Repeat exactly the lines from the line containing "Where can the girl's" to the last line of the listing, including both.

Rows from a pointing dataset
########

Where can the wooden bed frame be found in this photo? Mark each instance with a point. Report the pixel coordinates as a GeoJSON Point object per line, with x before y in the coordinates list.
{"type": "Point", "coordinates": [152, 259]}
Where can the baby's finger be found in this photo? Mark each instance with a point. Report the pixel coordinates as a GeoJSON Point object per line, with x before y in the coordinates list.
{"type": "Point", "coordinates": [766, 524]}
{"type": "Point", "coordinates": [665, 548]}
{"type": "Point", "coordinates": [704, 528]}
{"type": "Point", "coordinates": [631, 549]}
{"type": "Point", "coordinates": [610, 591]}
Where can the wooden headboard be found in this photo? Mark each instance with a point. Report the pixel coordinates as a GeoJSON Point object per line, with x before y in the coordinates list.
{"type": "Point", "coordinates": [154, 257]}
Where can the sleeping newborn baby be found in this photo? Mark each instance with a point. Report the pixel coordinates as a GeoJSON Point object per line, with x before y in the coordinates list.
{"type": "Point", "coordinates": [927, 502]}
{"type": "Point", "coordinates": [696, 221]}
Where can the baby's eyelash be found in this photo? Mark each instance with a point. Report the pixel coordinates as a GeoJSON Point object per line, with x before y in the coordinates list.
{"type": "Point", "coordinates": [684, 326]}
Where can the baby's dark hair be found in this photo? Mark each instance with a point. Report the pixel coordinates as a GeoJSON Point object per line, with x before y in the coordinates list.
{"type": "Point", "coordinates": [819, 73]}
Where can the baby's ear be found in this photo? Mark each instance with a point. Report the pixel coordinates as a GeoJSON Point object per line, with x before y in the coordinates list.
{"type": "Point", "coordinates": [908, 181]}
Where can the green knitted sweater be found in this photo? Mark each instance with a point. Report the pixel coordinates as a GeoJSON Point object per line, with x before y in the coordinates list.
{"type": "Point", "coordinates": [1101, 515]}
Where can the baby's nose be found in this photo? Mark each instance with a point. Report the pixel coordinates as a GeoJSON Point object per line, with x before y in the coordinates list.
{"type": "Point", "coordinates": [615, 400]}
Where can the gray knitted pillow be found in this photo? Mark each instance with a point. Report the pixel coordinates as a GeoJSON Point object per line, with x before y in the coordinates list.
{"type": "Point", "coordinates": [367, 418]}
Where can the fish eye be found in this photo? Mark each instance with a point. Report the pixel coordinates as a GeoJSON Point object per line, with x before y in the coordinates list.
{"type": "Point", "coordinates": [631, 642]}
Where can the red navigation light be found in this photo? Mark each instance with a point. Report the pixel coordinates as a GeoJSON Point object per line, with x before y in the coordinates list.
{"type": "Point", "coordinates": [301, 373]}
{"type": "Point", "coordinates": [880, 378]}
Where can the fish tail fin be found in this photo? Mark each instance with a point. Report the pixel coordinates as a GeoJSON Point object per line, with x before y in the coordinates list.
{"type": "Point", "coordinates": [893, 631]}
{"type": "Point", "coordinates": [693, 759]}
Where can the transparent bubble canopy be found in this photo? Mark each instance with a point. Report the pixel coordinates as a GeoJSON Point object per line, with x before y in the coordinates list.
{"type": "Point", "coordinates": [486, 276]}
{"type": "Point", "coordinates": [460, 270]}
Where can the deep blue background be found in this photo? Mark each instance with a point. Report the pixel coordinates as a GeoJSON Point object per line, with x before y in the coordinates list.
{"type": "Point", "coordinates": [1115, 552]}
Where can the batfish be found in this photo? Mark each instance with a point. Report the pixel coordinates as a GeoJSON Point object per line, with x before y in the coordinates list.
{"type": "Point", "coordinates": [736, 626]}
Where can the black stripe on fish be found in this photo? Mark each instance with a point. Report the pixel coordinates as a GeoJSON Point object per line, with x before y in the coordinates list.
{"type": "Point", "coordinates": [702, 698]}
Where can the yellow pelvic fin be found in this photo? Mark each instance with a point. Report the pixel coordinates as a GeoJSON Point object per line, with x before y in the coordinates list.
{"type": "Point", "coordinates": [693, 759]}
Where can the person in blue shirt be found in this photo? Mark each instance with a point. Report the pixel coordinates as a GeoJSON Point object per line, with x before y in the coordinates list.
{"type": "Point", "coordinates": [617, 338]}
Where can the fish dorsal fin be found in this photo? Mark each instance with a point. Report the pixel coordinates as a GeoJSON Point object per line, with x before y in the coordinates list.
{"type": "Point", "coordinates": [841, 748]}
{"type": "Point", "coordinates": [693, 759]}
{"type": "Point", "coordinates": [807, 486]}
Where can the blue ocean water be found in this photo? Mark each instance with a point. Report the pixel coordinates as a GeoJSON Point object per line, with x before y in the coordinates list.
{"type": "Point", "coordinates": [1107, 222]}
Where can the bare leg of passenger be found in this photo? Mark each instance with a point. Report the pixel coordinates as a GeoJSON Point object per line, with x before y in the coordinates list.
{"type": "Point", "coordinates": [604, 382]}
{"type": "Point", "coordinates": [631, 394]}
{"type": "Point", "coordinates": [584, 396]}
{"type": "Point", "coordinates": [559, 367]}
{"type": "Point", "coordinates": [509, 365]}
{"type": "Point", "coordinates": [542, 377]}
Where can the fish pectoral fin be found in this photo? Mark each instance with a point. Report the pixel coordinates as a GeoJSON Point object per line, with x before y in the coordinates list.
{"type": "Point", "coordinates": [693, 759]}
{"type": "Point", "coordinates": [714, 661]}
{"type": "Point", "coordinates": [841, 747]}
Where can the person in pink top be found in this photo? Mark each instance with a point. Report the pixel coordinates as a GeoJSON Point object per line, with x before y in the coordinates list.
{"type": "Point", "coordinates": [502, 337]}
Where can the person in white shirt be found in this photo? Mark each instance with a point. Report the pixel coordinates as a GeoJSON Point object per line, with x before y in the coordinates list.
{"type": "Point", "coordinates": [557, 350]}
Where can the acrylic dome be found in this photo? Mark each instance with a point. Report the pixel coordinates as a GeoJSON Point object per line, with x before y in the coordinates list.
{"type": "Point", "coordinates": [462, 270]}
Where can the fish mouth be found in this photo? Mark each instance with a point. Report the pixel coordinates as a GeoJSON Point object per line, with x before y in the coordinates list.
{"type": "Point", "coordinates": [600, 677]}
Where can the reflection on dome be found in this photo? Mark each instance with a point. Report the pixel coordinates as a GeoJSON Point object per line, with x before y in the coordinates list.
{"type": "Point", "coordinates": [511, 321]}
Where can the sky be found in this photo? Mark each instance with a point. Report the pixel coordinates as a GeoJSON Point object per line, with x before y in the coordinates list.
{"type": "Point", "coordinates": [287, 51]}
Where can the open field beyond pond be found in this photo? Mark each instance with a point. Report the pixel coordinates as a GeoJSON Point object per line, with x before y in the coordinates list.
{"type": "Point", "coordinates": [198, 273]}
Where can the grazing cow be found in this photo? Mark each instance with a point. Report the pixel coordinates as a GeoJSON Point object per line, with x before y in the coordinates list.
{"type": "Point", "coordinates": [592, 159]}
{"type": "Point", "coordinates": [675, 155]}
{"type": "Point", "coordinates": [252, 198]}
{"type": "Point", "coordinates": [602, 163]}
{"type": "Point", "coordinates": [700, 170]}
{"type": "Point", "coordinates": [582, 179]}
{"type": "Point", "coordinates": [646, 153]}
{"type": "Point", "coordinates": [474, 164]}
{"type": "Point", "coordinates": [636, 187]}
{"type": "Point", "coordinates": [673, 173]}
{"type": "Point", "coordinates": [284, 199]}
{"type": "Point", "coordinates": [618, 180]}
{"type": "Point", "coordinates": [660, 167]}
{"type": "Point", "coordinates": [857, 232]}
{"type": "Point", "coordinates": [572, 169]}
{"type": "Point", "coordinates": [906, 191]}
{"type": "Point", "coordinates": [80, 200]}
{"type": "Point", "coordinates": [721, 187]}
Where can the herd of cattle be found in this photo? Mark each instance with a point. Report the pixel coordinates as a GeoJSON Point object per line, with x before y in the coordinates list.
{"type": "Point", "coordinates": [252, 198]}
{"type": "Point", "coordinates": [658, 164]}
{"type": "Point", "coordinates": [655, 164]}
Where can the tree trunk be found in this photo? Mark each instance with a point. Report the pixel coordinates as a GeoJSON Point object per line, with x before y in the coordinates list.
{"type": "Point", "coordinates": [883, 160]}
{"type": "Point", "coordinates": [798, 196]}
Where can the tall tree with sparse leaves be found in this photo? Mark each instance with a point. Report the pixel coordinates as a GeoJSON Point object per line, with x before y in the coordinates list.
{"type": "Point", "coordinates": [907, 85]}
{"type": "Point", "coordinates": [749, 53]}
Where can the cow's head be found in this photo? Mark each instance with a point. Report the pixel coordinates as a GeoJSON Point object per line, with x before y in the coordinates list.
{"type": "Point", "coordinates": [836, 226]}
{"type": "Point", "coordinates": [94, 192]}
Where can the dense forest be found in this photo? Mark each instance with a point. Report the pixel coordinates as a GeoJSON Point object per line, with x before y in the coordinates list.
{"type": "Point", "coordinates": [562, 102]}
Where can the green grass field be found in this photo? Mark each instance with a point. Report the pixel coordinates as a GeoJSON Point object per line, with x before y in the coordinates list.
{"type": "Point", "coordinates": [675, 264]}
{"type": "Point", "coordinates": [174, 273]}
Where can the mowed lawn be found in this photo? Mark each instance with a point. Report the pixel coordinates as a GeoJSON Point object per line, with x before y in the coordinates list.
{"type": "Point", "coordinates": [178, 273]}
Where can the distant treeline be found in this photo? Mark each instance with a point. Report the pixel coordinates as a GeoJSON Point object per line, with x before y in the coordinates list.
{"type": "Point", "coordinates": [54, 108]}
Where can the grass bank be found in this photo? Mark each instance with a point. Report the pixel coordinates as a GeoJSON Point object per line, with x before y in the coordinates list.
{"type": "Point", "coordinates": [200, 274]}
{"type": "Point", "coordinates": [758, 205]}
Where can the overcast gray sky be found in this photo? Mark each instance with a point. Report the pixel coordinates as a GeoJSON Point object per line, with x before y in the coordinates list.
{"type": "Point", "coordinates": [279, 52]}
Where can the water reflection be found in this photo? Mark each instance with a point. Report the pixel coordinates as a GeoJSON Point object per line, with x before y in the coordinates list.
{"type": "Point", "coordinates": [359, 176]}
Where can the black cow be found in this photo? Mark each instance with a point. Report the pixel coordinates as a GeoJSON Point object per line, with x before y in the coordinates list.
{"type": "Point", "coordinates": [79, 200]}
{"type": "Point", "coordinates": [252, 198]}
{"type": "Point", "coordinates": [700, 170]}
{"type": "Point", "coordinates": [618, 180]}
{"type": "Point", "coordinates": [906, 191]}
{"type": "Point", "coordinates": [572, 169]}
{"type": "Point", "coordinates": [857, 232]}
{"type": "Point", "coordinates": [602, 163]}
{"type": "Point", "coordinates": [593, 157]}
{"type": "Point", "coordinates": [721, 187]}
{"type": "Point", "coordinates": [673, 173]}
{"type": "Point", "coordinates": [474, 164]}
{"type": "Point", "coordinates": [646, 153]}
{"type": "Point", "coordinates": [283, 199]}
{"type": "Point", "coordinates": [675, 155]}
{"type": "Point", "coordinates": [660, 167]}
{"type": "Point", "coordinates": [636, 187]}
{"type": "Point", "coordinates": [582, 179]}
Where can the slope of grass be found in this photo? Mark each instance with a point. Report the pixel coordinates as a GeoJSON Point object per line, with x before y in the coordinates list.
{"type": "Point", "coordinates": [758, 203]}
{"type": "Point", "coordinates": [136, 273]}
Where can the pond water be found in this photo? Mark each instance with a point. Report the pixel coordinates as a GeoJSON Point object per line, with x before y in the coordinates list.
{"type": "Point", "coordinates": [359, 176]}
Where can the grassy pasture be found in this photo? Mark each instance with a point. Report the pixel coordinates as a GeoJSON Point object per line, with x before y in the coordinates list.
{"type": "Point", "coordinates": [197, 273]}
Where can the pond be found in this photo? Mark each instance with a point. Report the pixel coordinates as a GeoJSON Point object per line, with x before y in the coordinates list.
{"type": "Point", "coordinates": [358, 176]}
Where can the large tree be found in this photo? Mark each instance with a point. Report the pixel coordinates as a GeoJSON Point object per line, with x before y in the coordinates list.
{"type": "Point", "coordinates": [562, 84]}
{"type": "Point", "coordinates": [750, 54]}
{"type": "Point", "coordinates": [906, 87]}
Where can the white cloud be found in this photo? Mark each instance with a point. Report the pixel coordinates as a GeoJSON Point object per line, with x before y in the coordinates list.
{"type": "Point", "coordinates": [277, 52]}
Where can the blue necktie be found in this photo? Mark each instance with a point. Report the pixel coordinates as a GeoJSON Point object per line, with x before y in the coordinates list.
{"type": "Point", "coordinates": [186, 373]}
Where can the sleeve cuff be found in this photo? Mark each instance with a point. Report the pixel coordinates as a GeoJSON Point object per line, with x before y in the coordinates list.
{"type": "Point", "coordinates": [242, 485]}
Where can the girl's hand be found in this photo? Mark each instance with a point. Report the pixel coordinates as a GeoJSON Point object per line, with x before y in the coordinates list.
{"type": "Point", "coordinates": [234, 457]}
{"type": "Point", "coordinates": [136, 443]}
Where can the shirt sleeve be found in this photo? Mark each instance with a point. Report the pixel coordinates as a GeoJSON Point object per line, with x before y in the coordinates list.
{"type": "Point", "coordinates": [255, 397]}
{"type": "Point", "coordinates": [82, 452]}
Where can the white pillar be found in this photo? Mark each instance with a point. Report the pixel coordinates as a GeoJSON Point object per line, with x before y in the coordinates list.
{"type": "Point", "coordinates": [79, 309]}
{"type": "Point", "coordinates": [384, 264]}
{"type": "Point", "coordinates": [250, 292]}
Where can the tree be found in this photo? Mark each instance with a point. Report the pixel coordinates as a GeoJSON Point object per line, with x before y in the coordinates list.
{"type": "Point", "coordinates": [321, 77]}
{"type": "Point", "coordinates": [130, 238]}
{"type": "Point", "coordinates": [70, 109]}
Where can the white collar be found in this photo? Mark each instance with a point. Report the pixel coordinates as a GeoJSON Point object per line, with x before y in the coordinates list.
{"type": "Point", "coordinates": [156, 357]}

########

* Completed task
Where can the girl's hand be found in this photo? Mark each instance with a point. Report the pixel coordinates as a GeoJSON Point object per line, with x before y in the coordinates list.
{"type": "Point", "coordinates": [234, 457]}
{"type": "Point", "coordinates": [136, 443]}
Where can the shirt sleeve be found in this photo? Mark each instance with a point. Report the pixel coordinates as a GeoJSON Point object per line, with x before y in the coordinates list.
{"type": "Point", "coordinates": [255, 397]}
{"type": "Point", "coordinates": [82, 452]}
Where can the white pillar be found in this photo? Mark each instance with a point. Report the pixel coordinates as a GeoJSON Point object per line, with x before y in the coordinates list.
{"type": "Point", "coordinates": [79, 309]}
{"type": "Point", "coordinates": [384, 264]}
{"type": "Point", "coordinates": [250, 292]}
Where can the tree be found in this photo? Mark each instance with a point. Report the pixel coordinates as a GeoJSON Point object per line, with x before y in the coordinates list.
{"type": "Point", "coordinates": [321, 77]}
{"type": "Point", "coordinates": [130, 238]}
{"type": "Point", "coordinates": [70, 109]}
Where can the white collar be found in this photo? Mark each instance with a point. Report the pixel coordinates as a GeoJSON Point object per line, with x before y in the coordinates list.
{"type": "Point", "coordinates": [156, 357]}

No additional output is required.